**CONSIGNES:**
• 1. D'après le texte sur Christoph Marthaler, quel établissement ce metteur en scène dirige-t-il actuellement ?
• 2. Recopiez sans rien changer le passage du texte sur Christoph Marthaler qui commence par "Christoph Marthaler a" et se termine par "et les cafés.".

**TEXTE:**
========================================

Christoph Marthaler a su fondre sa culture dramaturgique et musicale en un théâtre choral burlesque et radical. Hautboïste de formation, il débute avec des spectacles d'inspiration dadaïste, explore les peurs des contemporains ou joue avec les lieder de Schubert. C'est avec son légendaire requiem pour la RDA Murx den Europäer ! Murx ihn ! Murx ihn ! Murx ihn ab ! (Flingue l'Européen ! Flingue-le !...) que ce metteur en scène suisse, actuel directeur du Schauspielhaus de Zurich, accède à la reconnaissance internationale, avec un théâtre souvent conçu comme une partition polyphonique réglée comme du papier à musique, dans lequel une armée de Godots universels joue son humanité dans les salles d'attente et les cafés.

========================================

[Une série d'enregistrements]
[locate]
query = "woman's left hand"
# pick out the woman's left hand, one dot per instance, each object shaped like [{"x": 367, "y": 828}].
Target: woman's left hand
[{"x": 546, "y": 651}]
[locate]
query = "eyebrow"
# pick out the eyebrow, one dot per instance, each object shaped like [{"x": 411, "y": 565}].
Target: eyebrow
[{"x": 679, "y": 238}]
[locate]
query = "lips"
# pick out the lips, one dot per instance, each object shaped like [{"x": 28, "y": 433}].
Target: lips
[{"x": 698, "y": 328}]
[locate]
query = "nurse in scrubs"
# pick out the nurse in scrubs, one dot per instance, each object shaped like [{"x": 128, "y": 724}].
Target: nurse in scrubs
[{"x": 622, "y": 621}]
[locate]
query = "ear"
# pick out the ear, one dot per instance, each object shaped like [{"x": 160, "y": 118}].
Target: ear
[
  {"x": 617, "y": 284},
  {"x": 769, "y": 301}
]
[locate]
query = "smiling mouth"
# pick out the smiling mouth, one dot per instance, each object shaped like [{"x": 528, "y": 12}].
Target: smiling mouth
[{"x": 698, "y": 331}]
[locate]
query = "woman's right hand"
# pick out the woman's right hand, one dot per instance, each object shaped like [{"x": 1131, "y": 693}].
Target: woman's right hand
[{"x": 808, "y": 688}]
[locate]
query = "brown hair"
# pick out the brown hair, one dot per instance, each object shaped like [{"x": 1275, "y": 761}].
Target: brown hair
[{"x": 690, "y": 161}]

========================================

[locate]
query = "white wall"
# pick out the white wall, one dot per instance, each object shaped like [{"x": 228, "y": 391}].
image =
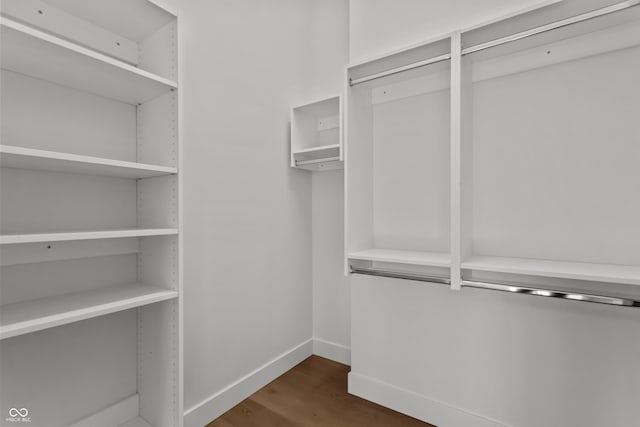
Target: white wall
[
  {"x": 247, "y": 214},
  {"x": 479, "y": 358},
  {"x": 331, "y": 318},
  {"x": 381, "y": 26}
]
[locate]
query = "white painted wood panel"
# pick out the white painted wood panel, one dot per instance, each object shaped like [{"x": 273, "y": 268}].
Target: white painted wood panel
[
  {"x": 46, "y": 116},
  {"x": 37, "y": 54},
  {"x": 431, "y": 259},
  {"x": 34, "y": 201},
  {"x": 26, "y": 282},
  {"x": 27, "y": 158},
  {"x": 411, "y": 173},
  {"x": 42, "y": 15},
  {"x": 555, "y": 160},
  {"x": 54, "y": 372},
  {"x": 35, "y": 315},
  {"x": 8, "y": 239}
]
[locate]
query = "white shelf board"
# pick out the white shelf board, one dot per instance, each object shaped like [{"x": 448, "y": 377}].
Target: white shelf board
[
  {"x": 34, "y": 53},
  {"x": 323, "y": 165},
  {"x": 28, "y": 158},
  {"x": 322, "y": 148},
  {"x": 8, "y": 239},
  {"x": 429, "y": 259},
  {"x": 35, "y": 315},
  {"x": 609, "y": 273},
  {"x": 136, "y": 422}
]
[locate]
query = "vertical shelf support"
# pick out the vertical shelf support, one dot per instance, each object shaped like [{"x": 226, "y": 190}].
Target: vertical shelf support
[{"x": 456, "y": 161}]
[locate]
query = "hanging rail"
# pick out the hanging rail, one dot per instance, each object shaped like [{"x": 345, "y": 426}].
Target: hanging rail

========================================

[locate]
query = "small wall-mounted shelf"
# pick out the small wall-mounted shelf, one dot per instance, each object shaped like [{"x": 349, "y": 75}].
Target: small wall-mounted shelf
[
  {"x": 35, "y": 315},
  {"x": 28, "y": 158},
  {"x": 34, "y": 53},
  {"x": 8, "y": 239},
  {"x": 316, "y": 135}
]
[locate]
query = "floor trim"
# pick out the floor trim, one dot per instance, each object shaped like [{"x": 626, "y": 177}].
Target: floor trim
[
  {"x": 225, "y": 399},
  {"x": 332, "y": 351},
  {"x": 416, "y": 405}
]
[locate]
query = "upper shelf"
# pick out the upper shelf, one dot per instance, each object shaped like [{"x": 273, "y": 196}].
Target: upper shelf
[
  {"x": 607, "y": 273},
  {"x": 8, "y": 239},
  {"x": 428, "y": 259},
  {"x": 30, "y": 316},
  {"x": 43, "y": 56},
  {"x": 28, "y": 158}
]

========================================

**RÉPONSES:**
• 1. Le Schauspielhaus de Zurich.

• 2.
Christoph Marthaler a su fondre sa culture dramaturgique et musicale en un théâtre choral burlesque et radical. Hautboïste de formation, il débute avec des spectacles d'inspiration dadaïste, explore les peurs des contemporains ou joue avec les lieder de Schubert. C'est avec son légendaire requiem pour la RDA Murx den Europäer ! Murx ihn ! Murx ihn ! Murx ihn ab ! (Flingue l'Européen ! Flingue-le !...) que ce metteur en scène suisse, actuel directeur du Schauspielhaus de Zurich, accède à la reconnaissance internationale, avec un théâtre souvent conçu comme une partition polyphonique réglée comme du papier à musique, dans lequel une armée de Godots universels joue son humanité dans les salles d'attente et les cafés.